[begin Exercise material]
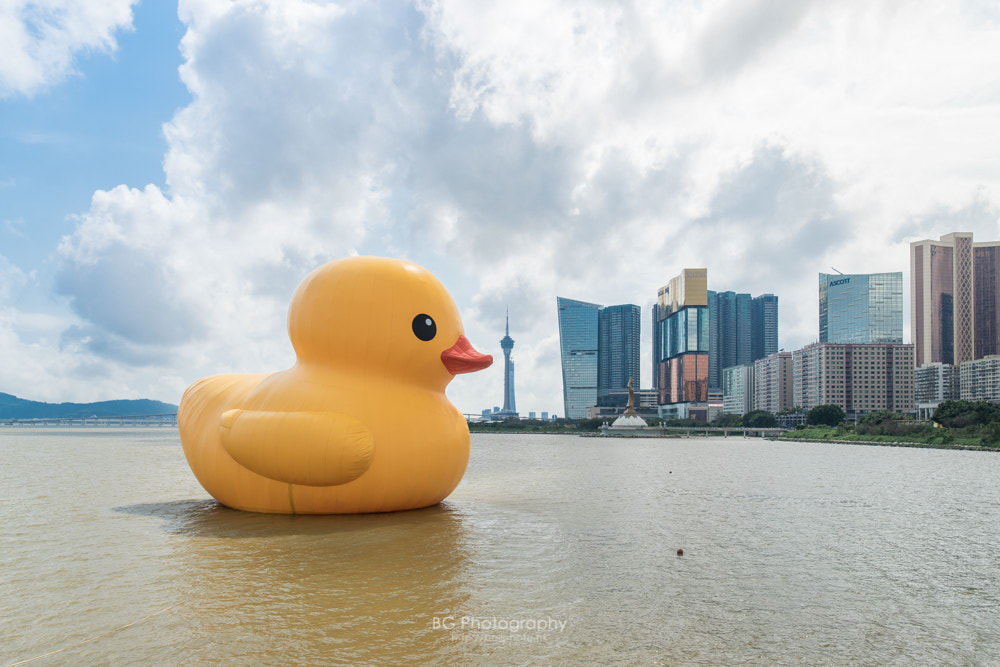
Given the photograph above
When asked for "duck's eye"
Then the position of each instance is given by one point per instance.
(424, 327)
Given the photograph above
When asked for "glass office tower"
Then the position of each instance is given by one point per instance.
(742, 329)
(618, 348)
(861, 308)
(681, 344)
(578, 333)
(599, 347)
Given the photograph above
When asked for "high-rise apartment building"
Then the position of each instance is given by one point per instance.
(737, 389)
(954, 299)
(763, 326)
(860, 378)
(773, 383)
(618, 348)
(861, 308)
(681, 344)
(742, 329)
(599, 347)
(979, 380)
(934, 383)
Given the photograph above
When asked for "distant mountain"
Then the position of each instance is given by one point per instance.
(12, 407)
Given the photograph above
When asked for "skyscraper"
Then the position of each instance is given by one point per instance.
(861, 308)
(954, 309)
(681, 344)
(618, 348)
(507, 344)
(763, 326)
(742, 329)
(578, 350)
(599, 348)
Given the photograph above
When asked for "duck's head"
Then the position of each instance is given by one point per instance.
[end Exercise material]
Written exercise:
Repeat every one of the entries above word for word, omitting the pictures.

Answer to the task:
Given the photograph above
When asked for "duck's eye"
Then the position of each instance is given by one point per instance.
(424, 327)
Given the photograph above
When asked for "glass office tower"
Then the position of each instance is given by one point per instance.
(742, 329)
(618, 348)
(861, 308)
(681, 344)
(578, 333)
(599, 347)
Given the photograph above
When asked for "high-rise apartment building"
Then the position of each instance is given by one point per instance.
(737, 389)
(954, 299)
(763, 326)
(860, 378)
(773, 383)
(618, 348)
(861, 308)
(681, 344)
(742, 329)
(599, 347)
(979, 380)
(934, 383)
Given the photograph above
When asked for "distant mountain"
Then the position of each instance is given by one point per instance.
(12, 407)
Given the photograph above
When asked for "skyscraper"
Then the position of each instance is given by one point per instance.
(861, 308)
(954, 309)
(681, 344)
(618, 348)
(507, 344)
(763, 326)
(742, 329)
(578, 350)
(599, 348)
Given the photograph above
When asked for "duck's head"
Then the position of each instance is given by one point per instance.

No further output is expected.